ASSIGNMENT —
Output each entry verbatim and exclude every picture from it.

(Referring expression pointing data)
- Opening Delimiter -
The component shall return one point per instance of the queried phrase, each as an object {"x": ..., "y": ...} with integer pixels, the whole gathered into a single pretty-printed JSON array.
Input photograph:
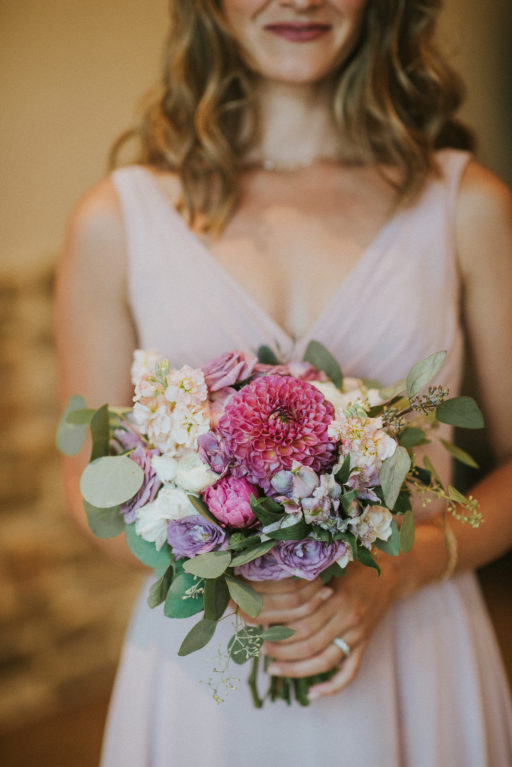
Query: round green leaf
[
  {"x": 244, "y": 596},
  {"x": 209, "y": 565},
  {"x": 178, "y": 604},
  {"x": 110, "y": 481},
  {"x": 198, "y": 636},
  {"x": 105, "y": 523},
  {"x": 146, "y": 551},
  {"x": 423, "y": 372},
  {"x": 70, "y": 437},
  {"x": 392, "y": 474}
]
- Closing Delimiter -
TASK RESPONSE —
The component shall return one point per instance of the queried phrase, each as an object {"x": ..., "y": ...} with integer pixels, the whole gathered into a single pretty-printed JSON array.
Input photograph:
Query: round green leaf
[
  {"x": 244, "y": 596},
  {"x": 209, "y": 565},
  {"x": 178, "y": 604},
  {"x": 110, "y": 481},
  {"x": 198, "y": 636},
  {"x": 105, "y": 523},
  {"x": 146, "y": 551},
  {"x": 423, "y": 372},
  {"x": 70, "y": 437},
  {"x": 392, "y": 474}
]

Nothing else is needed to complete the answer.